From the forum post below about the half-sulfate ion, list the charges that add up to the total charge on each oxygen.

* _Source text_

* * *

From: Ana Celia Vila Verde (acavilaverde_at_gmail.com)
Date: Mon Nov 23 2015 - 09:27:00 CST
Hi everyone,
I've actually found the answer to my original question, so I post it now
in the hope that it will be helpful to others.
Consider the artificial ion OS1-S-OS2, (i.e., half a sulfate to make
things easier). S is the sulfate, OS1 and OS2 are the oxygens; the
oxygens are polarizable but S is not.
Since S is not polarizable, it has only one associated, fixed, charge,
called core charge. In contrast, you can think of the total charge in
each oxygen as the sum of three charges: a core charge, qi, equal to the
nominal partial charge on that atom, and the Drude charges, qD and -qD,
associated with the electroneutral oscillators.

* * *

* _Extracted records_
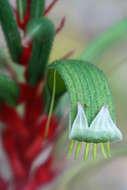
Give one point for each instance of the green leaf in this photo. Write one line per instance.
(10, 29)
(9, 90)
(41, 31)
(86, 84)
(22, 7)
(37, 8)
(98, 46)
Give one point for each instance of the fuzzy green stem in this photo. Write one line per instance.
(77, 151)
(20, 9)
(94, 151)
(103, 150)
(51, 105)
(86, 153)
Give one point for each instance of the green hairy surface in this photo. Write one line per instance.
(10, 29)
(104, 41)
(86, 84)
(41, 31)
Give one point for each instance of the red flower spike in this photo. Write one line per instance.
(48, 9)
(28, 93)
(34, 149)
(60, 27)
(39, 131)
(22, 24)
(3, 184)
(11, 119)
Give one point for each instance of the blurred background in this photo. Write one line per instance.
(85, 20)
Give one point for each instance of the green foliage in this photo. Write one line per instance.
(22, 7)
(104, 41)
(9, 90)
(10, 29)
(86, 84)
(41, 31)
(37, 8)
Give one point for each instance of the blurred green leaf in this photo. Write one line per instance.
(9, 90)
(37, 8)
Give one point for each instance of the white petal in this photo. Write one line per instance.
(79, 125)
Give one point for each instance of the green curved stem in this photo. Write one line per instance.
(51, 105)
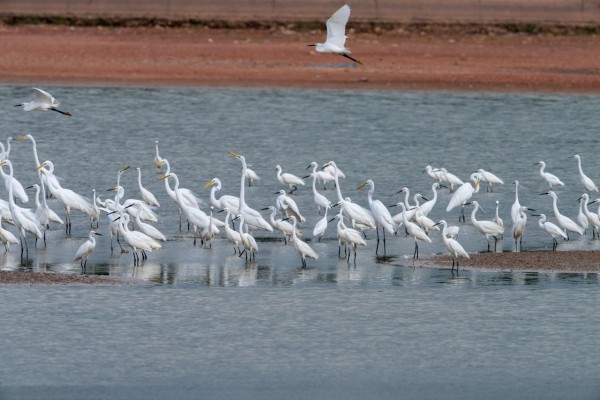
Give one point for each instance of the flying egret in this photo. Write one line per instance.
(291, 180)
(320, 200)
(347, 236)
(519, 228)
(380, 213)
(336, 35)
(565, 222)
(489, 178)
(414, 230)
(551, 179)
(147, 196)
(304, 249)
(463, 194)
(488, 228)
(452, 245)
(279, 224)
(353, 211)
(252, 217)
(158, 160)
(233, 235)
(86, 249)
(587, 183)
(551, 229)
(42, 101)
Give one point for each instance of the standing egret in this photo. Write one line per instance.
(232, 203)
(551, 179)
(488, 228)
(587, 183)
(158, 160)
(336, 35)
(565, 222)
(147, 196)
(252, 217)
(353, 211)
(286, 178)
(42, 101)
(320, 200)
(463, 195)
(414, 230)
(489, 178)
(380, 213)
(86, 249)
(551, 229)
(304, 249)
(287, 206)
(452, 245)
(519, 228)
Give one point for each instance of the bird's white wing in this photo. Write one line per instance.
(336, 26)
(41, 96)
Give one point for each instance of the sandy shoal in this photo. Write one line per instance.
(36, 55)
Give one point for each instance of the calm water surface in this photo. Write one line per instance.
(210, 325)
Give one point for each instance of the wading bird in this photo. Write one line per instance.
(42, 101)
(336, 35)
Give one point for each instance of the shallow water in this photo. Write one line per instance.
(210, 324)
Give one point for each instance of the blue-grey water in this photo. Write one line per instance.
(208, 324)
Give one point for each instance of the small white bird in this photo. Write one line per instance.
(587, 183)
(452, 245)
(304, 249)
(336, 35)
(42, 101)
(551, 229)
(291, 180)
(86, 249)
(551, 179)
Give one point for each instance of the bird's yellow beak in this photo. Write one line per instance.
(209, 184)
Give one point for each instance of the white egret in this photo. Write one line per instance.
(279, 224)
(232, 203)
(450, 179)
(587, 183)
(336, 35)
(86, 249)
(551, 179)
(565, 222)
(147, 196)
(252, 217)
(489, 178)
(519, 228)
(347, 236)
(320, 200)
(488, 228)
(552, 230)
(353, 211)
(158, 160)
(42, 101)
(380, 213)
(414, 230)
(452, 245)
(320, 226)
(285, 178)
(248, 240)
(7, 237)
(304, 249)
(287, 206)
(463, 194)
(233, 235)
(24, 219)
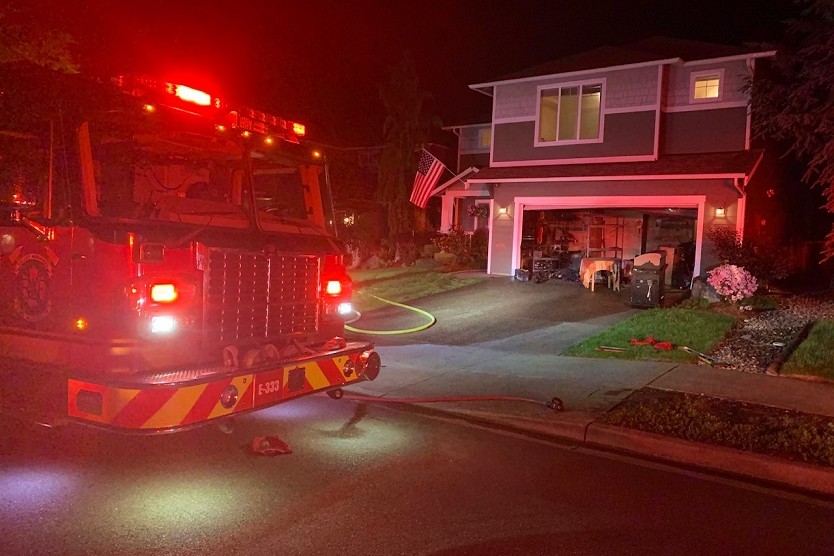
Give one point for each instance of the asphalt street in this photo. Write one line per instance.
(371, 479)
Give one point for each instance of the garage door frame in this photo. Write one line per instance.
(520, 204)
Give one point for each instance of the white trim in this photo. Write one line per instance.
(677, 201)
(657, 108)
(464, 126)
(566, 161)
(765, 54)
(711, 73)
(573, 73)
(514, 119)
(706, 106)
(482, 150)
(741, 209)
(628, 109)
(610, 178)
(602, 82)
(457, 177)
(751, 70)
(492, 126)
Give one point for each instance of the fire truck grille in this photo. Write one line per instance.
(255, 296)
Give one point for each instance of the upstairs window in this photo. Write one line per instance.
(706, 85)
(484, 138)
(570, 113)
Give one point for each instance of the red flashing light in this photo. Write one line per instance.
(188, 94)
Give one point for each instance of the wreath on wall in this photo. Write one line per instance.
(478, 211)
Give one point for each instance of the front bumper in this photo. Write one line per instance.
(175, 400)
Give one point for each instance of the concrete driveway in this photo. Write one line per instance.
(506, 315)
(504, 338)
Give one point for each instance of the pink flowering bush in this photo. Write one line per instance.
(733, 282)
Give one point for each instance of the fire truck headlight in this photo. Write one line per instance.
(163, 324)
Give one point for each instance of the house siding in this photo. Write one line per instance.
(703, 131)
(626, 134)
(635, 87)
(479, 160)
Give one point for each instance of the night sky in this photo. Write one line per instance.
(322, 62)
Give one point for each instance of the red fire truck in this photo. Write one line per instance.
(166, 256)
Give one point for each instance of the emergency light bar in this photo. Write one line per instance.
(202, 103)
(192, 95)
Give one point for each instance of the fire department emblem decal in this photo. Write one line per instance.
(33, 281)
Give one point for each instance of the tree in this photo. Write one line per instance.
(23, 39)
(793, 100)
(406, 127)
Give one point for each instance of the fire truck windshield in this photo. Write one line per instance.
(187, 177)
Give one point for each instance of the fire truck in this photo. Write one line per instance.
(167, 257)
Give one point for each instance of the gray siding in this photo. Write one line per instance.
(480, 160)
(627, 134)
(703, 131)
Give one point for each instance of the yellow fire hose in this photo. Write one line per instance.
(426, 314)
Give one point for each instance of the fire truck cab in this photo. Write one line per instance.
(166, 257)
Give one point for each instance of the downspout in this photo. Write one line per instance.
(742, 206)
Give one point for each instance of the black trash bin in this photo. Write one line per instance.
(647, 285)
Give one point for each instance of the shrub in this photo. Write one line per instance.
(429, 250)
(693, 303)
(765, 262)
(426, 263)
(445, 258)
(733, 282)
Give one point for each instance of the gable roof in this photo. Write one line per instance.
(653, 49)
(681, 166)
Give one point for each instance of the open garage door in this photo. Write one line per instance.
(562, 230)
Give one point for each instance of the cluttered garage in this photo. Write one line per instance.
(612, 246)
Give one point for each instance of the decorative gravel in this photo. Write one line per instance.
(759, 338)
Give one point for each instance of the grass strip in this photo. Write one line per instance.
(696, 329)
(402, 285)
(815, 355)
(756, 428)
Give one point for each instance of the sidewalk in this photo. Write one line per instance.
(588, 388)
(502, 338)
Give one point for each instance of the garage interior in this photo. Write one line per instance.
(554, 242)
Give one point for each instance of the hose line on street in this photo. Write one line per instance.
(426, 314)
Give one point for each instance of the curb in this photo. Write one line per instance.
(585, 431)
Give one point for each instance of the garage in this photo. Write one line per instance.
(554, 241)
(554, 235)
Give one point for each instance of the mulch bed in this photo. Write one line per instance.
(761, 336)
(762, 429)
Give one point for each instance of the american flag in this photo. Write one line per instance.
(429, 170)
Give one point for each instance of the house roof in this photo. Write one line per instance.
(728, 164)
(653, 49)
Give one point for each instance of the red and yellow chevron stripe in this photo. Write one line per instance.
(168, 407)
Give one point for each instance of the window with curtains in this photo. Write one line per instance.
(570, 113)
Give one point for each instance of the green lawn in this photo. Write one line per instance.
(401, 285)
(698, 330)
(814, 356)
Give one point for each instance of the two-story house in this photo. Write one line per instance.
(613, 152)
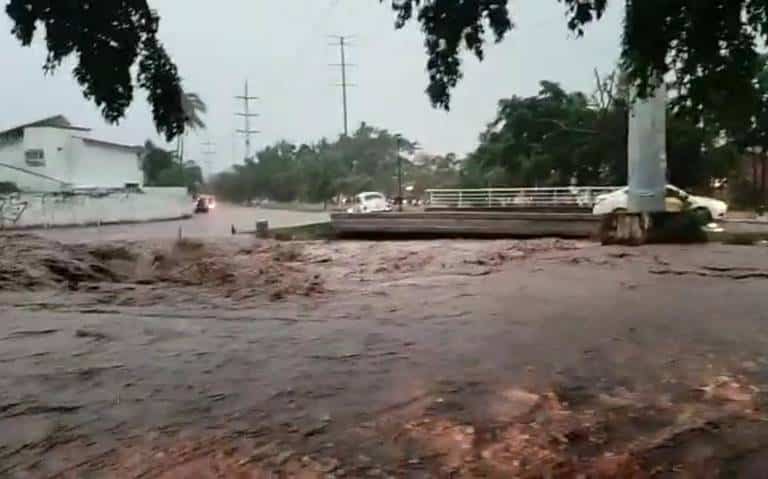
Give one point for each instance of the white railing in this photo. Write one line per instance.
(563, 197)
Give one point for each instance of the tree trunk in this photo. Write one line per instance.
(754, 175)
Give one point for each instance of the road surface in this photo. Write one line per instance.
(217, 223)
(252, 359)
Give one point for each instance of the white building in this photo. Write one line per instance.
(53, 155)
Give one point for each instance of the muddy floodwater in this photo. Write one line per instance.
(250, 358)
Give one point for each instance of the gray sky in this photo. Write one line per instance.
(283, 49)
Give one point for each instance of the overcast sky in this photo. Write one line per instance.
(282, 48)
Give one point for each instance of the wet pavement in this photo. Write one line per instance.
(245, 358)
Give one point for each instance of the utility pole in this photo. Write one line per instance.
(343, 43)
(399, 174)
(247, 115)
(209, 149)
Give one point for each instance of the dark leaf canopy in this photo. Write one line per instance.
(107, 38)
(707, 48)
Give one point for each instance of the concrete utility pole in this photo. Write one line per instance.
(209, 150)
(647, 169)
(342, 43)
(398, 138)
(247, 115)
(648, 153)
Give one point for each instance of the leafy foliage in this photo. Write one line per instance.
(161, 169)
(107, 37)
(365, 160)
(558, 138)
(710, 47)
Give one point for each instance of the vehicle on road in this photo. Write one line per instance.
(370, 202)
(204, 204)
(676, 200)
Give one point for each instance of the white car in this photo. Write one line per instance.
(676, 200)
(370, 202)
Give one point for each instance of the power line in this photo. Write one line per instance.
(247, 115)
(343, 43)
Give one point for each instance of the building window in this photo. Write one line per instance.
(35, 157)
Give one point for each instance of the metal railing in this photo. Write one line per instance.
(517, 198)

* * *

* _Written response_
- The core charge, qi, equal to the nominal partial charge on that atom
- The Drude charge qD
- The Drude charge -qD